- [Tekstfragment]:
● ● ● ● ● ● ●

Intussen blijft de vraag naar IT’ers stijgen en de belangstelling voor informatica-opleidingen dalen. Een bijkomend probleem is het vertrekkerspercentage, dat hoger ligt dan in andere branches. In 1996 is dat gestegen van 4,1 naar 5,5 procent. Stam benaderde het mismatch-probleem ook van de aanbodzijde. Hij vroeg 247 jonge informatici welke aspecten zij belangrijk vinden in hun toekomstige baan. Zij blijken ontplooiingsmogelijkheden als veruit het voornaamste kenmerk van hun toekomstige carrière te beschouwen. In de ogen van jonge IT’ers is ontplooiing echter niet mogelijk zonder een goede werksfeer en een bedrijfscultuur waarin ze zich thuis voelen. Werkgevers zijn zich van dit verband echter niet bewust en besteden er geen aandacht aan, noch in hun organisatiestructuur noch in hun werving.

● ● ● ● ● ● ●

Opgeslagen gegevens
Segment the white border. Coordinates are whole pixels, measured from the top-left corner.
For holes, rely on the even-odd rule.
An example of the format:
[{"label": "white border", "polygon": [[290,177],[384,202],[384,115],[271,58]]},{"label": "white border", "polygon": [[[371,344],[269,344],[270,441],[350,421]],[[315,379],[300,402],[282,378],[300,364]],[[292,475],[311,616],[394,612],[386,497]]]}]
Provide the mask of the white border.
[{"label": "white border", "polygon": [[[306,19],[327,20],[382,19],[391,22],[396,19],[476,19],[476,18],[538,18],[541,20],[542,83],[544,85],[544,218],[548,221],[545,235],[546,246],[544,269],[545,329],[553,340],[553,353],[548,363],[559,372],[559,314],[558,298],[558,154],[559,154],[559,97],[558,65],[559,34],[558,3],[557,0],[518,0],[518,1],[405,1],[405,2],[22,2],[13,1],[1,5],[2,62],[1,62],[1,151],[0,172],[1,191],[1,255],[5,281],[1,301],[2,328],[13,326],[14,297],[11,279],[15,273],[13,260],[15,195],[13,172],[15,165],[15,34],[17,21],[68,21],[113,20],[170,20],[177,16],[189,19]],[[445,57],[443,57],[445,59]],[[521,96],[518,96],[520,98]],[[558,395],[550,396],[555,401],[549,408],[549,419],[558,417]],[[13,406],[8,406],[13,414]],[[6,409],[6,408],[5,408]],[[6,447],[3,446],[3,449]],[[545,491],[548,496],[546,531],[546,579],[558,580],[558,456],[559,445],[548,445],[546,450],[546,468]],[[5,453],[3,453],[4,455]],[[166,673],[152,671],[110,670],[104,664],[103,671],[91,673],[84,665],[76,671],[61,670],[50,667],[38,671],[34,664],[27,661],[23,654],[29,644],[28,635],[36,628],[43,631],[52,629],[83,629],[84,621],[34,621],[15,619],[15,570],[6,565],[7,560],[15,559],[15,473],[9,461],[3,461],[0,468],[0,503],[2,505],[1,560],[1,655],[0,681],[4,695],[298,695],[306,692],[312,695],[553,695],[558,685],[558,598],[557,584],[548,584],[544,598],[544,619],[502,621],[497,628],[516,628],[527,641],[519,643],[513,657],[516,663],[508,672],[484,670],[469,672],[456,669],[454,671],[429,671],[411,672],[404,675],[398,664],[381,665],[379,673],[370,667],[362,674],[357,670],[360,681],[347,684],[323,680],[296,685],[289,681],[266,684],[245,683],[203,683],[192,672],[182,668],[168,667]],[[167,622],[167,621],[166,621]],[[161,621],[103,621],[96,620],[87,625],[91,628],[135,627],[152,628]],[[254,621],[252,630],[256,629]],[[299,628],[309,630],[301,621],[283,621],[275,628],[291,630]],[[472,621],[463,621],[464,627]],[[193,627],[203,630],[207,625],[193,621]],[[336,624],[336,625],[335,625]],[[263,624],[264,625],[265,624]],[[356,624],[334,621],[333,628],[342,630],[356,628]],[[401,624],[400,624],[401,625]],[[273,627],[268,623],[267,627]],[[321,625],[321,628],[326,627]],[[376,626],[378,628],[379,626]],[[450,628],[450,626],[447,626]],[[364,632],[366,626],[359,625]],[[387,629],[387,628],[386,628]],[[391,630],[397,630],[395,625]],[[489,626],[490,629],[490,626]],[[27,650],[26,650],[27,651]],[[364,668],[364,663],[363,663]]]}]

● ● ● ● ● ● ●

- [Opdrachten]:
A. Vertaal de zin "Zij blijken ontplooiingsmogelijkheden als veruit het voornaamste kenmerk van hun toekomstige carrière te beschouwen." uit het tekstfragment naar het Engels.
B. Geef alsjeblieft woordelijk het stuk uit het tekstfragment terug van "Intussen blijft de" tot en met "in hun werving.".

- [Antwoorden per opdracht]:
A. They turn out to regard opportunities for personal development as by far the most important feature of their future career.

B.
Intussen blijft de vraag naar IT’ers stijgen en de belangstelling voor informatica-opleidingen dalen. Een bijkomend probleem is het vertrekkerspercentage, dat hoger ligt dan in andere branches. In 1996 is dat gestegen van 4,1 naar 5,5 procent. Stam benaderde het mismatch-probleem ook van de aanbodzijde. Hij vroeg 247 jonge informatici welke aspecten zij belangrijk vinden in hun toekomstige baan. Zij blijken ontplooiingsmogelijkheden als veruit het voornaamste kenmerk van hun toekomstige carrière te beschouwen. In de ogen van jonge IT’ers is ontplooiing echter niet mogelijk zonder een goede werksfeer en een bedrijfscultuur waarin ze zich thuis voelen. Werkgevers zijn zich van dit verband echter niet bewust en besteden er geen aandacht aan, noch in hun organisatiestructuur noch in hun werving.